◆ **CHALLENGE 1**
Print everything in the broker red flags text from "Red Flags to" down to "always. No exceptions.".
◆ **CHALLENGE 2**
In the broker red flags text, how many points do brokers add to the factor rate without disclosing it?
◆ **CHALLENGE 3**
Rewrite the paragraph of the broker red flags text that begins "What happens: A broker tells you to take an unfavorable deal" as a short bulleted list that keeps its main facts.

◆ **PAGE EXTRACT**
*-*-*

You're getting 50 calls a day from brokers. Here's how to tell the difference between someone who will help you and someone who will bury you.
Red Flags to Watch For
What bad brokers do — and what to ask
Hidden Broker Points
Most Common
What happens: Brokers add 8–12 points to your factor rate without disclosing it. You think you're at 1.39 — you're actually at 1.49 or higher because of broker markup.
What to ask: "What is your compensation on this deal? Is it built into the factor rate or paid separately by the funder?"
What we do: We disclose our compensation upfront — always. No exceptions.
"Take This Bad Deal to Unlock a Line of Credit"
Manipulative
What happens: A broker tells you to take an unfavorable deal — high factor rate, bad terms — claiming it will "build history" with their lender and unlock a line of credit down the road. This is a manipulation tactic to get you to accept a deal you shouldn't take.
The truth: No legitimate lender requires you to take a bad deal first to qualify for better products. If a broker is saying this, they are prioritizing their commission over your financial health.

*-*-*

Position identification records
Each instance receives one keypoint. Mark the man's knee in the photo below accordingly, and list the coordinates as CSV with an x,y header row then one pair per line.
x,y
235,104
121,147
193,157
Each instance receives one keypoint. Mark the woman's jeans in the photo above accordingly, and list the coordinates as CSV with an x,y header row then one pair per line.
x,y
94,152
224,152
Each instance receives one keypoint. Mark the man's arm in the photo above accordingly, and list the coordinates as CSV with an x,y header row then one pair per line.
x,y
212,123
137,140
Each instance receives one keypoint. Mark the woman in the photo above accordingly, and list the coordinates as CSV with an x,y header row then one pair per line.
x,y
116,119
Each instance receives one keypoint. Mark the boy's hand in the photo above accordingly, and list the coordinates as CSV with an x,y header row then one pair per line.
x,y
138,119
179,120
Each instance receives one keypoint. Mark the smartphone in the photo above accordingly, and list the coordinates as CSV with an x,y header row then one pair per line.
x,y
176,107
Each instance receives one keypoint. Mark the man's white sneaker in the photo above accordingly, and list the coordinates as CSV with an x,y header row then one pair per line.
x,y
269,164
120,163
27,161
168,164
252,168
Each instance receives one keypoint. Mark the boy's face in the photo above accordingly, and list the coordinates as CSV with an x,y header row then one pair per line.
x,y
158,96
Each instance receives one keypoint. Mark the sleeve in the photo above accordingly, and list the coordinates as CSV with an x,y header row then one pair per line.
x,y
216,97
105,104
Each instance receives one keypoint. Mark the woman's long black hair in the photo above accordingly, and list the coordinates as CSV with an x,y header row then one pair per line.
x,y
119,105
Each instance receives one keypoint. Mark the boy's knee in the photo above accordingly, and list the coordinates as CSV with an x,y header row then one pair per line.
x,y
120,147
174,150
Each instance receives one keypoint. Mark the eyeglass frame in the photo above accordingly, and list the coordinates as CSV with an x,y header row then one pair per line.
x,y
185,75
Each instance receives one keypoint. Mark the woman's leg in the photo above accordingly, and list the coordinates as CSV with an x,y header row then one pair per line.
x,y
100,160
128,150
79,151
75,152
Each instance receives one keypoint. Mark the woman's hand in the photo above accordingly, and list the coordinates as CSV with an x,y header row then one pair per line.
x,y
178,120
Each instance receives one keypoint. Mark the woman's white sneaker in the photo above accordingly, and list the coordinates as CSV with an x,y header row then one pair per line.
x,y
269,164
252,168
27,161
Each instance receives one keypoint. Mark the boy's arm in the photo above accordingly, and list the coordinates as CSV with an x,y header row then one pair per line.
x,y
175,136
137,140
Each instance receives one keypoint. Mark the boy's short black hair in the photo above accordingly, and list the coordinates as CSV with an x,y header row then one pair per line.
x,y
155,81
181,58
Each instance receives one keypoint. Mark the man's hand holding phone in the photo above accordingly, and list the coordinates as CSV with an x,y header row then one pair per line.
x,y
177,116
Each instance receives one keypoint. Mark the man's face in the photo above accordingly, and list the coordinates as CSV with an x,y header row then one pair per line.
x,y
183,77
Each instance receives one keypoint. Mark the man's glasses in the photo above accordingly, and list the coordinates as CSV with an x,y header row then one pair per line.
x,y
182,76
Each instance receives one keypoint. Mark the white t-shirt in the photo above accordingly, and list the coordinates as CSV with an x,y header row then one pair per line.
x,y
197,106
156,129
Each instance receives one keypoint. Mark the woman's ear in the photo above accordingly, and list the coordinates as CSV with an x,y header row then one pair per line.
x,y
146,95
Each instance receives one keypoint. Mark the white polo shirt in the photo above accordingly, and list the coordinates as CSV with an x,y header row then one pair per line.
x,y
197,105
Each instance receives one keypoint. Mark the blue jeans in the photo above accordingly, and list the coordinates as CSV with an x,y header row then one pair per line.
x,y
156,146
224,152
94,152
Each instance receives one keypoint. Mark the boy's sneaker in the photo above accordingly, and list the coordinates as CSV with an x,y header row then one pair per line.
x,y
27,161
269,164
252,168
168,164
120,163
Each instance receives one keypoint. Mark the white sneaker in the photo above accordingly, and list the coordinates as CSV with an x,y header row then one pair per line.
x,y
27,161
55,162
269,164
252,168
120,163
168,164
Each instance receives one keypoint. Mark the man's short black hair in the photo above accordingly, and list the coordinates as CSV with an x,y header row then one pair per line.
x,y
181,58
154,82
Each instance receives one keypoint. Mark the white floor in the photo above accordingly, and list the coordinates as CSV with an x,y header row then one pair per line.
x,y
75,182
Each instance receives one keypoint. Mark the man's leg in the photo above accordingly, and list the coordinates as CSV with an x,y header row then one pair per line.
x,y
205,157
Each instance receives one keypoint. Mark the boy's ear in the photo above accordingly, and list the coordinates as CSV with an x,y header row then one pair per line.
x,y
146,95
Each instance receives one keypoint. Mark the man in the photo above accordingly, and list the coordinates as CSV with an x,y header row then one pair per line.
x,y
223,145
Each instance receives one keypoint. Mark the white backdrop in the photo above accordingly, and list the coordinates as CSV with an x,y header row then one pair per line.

*-*-*

◆ **TASK RESPONSE 1**
Red Flags to Watch For
What bad brokers do — and what to ask
Hidden Broker Points
Most Common
What happens: Brokers add 8–12 points to your factor rate without disclosing it. You think you're at 1.39 — you're actually at 1.49 or higher because of broker markup.
What to ask: "What is your compensation on this deal? Is it built into the factor rate or paid separately by the funder?"
What we do: We disclose our compensation upfront — always. No exceptions.

◆ **TASK RESPONSE 2**
8–12 points.

◆ **TASK RESPONSE 3**
- A broker urges you to accept an unfavorable deal with a high factor rate and bad terms.
- The broker claims the deal will "build history" with their lender and later unlock a line of credit.
- This is a manipulation tactic to make you accept a deal you shouldn't take.